┌─ Documento

Conque para esa señorita el padecer y el sufrir eran cosas muy diversas; tan diversas, que si la envidia, la cólera, el terror de quedarse en la calle le causaban padecimientos morales capaces de quitarle el juicio; el sufrimiento, el santo sufrimiento, ese freno de oro que nos contiene y detiene al labio del abismo del despecho, no reprobaba en ella esas tan audaces como feas determinaciones.


«Irme he por esas tierras
Como una mujer errada,
Y este mi cuerpo daría
A quien bien se me antojara».

└─

• **Ejercicio propuesto a**
Transcribe sin cambios las líneas de los registros desde la que contiene "woman's wrist, locate" hasta la que contiene "[[457, 286]]", ambas incluidas.
El fragmento y los registros son materiales distintos que no guardan relación entre sí.

┌─ Registros del ejercicio

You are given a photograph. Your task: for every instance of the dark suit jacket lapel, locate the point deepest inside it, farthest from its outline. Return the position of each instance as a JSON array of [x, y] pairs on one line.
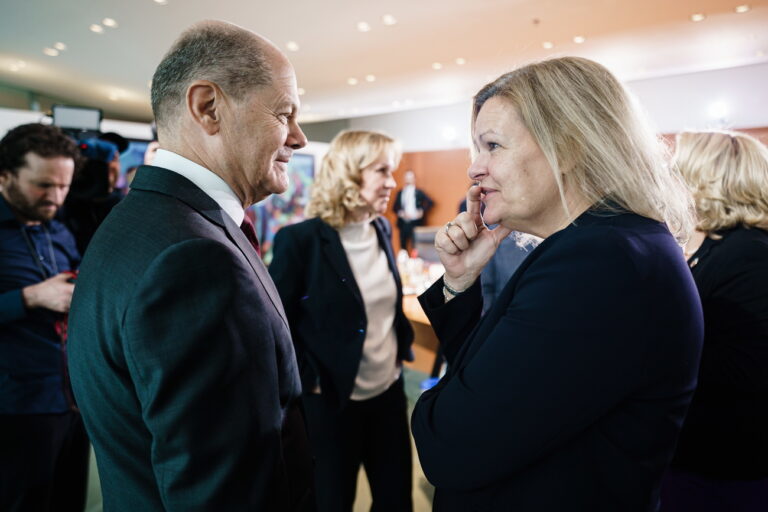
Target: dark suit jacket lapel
[[158, 179], [334, 251]]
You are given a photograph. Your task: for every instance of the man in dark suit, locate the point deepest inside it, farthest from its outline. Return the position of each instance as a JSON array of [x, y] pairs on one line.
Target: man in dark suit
[[411, 207], [181, 356]]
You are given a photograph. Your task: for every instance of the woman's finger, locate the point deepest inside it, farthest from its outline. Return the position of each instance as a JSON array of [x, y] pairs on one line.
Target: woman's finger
[[457, 235]]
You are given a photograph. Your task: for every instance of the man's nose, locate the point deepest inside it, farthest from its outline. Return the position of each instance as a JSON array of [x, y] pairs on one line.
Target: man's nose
[[296, 137]]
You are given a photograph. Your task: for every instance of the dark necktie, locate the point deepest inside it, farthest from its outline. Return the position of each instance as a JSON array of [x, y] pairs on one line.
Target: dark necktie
[[247, 228]]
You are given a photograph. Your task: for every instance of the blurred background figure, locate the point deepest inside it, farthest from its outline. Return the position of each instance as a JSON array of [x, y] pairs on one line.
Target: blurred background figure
[[570, 392], [93, 193], [43, 445], [411, 206], [339, 283], [721, 463]]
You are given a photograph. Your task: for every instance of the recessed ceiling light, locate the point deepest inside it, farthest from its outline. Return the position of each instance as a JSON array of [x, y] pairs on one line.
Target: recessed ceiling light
[[388, 19], [718, 109]]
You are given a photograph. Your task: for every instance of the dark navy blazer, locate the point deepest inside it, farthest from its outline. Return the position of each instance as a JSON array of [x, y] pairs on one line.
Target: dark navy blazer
[[324, 306], [570, 393]]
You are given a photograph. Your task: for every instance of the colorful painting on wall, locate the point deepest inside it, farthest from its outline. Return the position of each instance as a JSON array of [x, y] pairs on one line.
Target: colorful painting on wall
[[277, 211]]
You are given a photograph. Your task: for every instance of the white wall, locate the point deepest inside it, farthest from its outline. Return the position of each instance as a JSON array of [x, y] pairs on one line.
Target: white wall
[[672, 103], [10, 118]]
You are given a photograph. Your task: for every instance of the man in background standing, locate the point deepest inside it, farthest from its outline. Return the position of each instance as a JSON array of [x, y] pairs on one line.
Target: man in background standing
[[411, 206], [43, 446], [181, 354]]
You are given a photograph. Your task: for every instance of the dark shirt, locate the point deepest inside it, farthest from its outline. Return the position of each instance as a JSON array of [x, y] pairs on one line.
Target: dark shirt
[[31, 354], [725, 434]]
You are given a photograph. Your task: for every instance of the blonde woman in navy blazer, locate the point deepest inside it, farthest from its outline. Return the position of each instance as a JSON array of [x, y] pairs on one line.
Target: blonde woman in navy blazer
[[569, 393], [338, 281]]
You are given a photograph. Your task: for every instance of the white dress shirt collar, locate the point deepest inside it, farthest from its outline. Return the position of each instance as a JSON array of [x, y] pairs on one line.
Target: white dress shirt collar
[[210, 183]]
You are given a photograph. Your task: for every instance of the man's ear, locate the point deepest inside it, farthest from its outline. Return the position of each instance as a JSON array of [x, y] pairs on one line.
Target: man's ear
[[204, 100]]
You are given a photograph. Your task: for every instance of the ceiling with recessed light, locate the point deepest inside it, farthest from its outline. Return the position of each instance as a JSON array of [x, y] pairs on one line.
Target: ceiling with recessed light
[[356, 58]]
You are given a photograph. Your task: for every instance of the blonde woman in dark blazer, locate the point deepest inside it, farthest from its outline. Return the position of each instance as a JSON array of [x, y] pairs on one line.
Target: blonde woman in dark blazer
[[721, 462], [569, 393], [337, 277]]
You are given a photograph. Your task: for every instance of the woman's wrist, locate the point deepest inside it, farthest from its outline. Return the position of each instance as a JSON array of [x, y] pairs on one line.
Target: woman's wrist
[[457, 286]]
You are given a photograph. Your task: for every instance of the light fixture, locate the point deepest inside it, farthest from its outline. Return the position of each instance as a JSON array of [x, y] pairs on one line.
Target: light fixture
[[718, 110], [116, 94]]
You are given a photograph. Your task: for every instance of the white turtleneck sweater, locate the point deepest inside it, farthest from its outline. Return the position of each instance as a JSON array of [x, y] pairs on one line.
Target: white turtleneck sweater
[[378, 366]]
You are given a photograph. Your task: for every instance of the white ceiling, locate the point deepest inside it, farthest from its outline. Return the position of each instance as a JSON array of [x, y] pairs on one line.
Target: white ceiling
[[636, 39]]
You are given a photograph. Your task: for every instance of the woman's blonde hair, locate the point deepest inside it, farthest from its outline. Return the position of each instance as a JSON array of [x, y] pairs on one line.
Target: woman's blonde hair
[[727, 173], [336, 191], [595, 139]]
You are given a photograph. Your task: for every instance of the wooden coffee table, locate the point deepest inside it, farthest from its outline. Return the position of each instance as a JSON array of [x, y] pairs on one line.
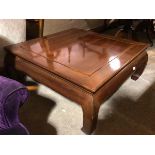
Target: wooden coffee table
[[83, 66]]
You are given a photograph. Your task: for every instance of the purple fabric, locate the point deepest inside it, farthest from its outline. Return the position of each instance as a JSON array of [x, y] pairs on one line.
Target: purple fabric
[[12, 95]]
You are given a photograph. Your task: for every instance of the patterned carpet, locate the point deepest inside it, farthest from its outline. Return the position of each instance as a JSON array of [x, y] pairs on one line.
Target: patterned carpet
[[131, 110]]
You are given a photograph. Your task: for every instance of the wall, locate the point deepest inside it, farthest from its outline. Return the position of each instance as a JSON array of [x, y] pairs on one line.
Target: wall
[[56, 25], [11, 31]]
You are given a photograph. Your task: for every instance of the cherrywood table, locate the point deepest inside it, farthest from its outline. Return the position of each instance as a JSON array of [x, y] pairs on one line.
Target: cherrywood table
[[83, 66]]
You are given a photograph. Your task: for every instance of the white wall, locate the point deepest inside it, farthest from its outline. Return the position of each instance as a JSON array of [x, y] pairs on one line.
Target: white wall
[[11, 31]]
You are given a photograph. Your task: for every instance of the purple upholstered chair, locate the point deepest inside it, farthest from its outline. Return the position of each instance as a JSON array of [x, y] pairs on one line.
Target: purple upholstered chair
[[12, 95]]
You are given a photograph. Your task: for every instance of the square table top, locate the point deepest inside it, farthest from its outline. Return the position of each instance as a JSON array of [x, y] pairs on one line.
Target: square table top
[[82, 57]]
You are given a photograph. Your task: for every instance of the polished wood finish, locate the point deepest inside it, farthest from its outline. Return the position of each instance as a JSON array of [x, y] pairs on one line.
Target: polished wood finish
[[82, 65]]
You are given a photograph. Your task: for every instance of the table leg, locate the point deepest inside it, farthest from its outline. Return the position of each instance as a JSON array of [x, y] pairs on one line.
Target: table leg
[[90, 117], [140, 69], [10, 70]]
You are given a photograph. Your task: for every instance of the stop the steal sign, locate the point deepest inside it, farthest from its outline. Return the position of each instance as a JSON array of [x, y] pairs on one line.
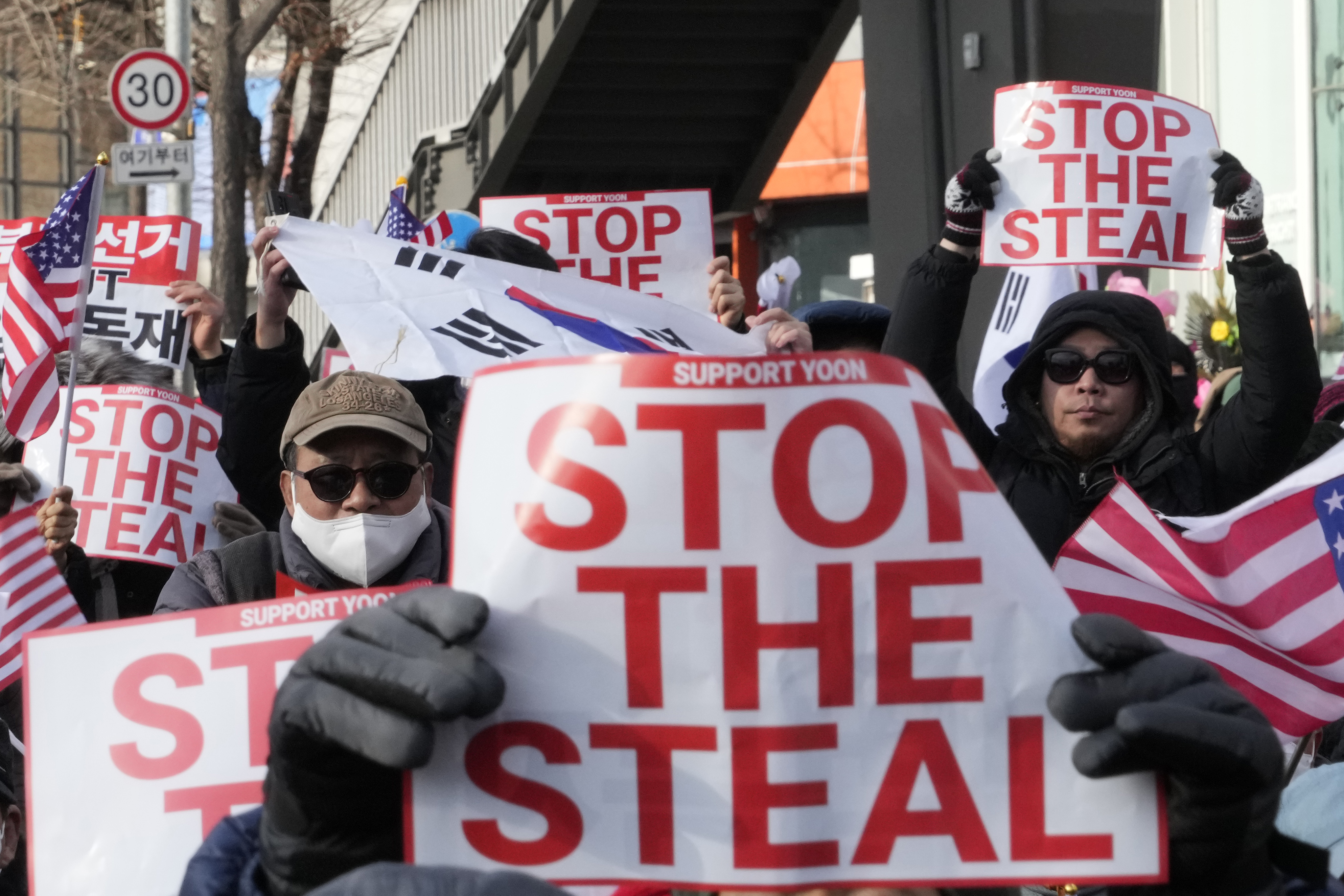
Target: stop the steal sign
[[764, 624]]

└─

• **Ejercicio propuesto b**
Reproduce tal cual el pasaje del fragmento que va de "Conque para esa" a "como feas determinaciones.".

• **Respuesta al ejercicio a**
You are given a photograph. Your task: for every instance of the woman's wrist, locate the point deepest inside it, farthest from its outline. Return the position of each instance as a JSON array of [x, y] pairs on one line.
Target: woman's wrist
[[457, 286]]

• **Respuesta al ejercicio b**
Conque para esa señorita el padecer y el sufrir eran cosas muy diversas; tan diversas, que si la envidia, la cólera, el terror de quedarse en la calle le causaban padecimientos morales capaces de quitarle el juicio; el sufrimiento, el santo sufrimiento, ese freno de oro que nos contiene y detiene al labio del abismo del despecho, no reprobaba en ella esas tan audaces como feas determinaciones.